WHAT THE TASK REQUIRES:
Among the lines of the records below, count those with the word "tower". Reply with that number alone.

RECORDED DATA:

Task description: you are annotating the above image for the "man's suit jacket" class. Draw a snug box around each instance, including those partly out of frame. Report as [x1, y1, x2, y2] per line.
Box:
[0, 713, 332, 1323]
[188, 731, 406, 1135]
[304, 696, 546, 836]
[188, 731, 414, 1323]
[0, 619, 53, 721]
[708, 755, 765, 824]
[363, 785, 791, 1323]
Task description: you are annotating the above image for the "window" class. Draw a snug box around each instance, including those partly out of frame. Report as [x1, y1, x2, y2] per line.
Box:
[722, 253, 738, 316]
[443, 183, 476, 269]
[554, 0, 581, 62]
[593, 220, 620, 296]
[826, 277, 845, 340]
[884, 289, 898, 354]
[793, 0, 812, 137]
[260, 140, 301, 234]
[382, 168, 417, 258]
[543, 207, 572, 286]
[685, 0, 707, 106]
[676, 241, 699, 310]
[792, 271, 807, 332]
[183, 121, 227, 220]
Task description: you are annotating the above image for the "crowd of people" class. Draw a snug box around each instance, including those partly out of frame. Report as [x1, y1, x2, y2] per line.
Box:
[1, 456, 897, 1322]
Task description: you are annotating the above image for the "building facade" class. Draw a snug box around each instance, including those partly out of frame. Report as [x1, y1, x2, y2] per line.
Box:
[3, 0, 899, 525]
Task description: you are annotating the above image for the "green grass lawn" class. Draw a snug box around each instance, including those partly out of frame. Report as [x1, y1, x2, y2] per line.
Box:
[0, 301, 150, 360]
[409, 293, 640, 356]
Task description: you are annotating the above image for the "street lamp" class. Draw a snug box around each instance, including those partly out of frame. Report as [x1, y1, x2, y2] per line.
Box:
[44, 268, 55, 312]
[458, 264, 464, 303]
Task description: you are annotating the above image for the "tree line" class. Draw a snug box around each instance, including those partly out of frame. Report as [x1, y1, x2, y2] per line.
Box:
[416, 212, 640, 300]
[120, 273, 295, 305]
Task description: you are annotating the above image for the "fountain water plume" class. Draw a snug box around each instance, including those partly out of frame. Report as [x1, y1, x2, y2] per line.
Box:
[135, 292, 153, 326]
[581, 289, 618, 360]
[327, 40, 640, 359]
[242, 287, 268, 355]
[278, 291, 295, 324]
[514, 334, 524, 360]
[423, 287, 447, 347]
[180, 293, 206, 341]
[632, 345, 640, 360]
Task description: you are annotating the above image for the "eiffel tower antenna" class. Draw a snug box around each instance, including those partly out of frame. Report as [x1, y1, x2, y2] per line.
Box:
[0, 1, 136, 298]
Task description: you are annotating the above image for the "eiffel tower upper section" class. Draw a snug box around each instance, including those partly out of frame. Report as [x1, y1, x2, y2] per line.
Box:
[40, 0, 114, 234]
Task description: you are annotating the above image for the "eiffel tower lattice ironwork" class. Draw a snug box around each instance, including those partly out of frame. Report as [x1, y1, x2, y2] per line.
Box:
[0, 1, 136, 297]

TASK RESULT:
3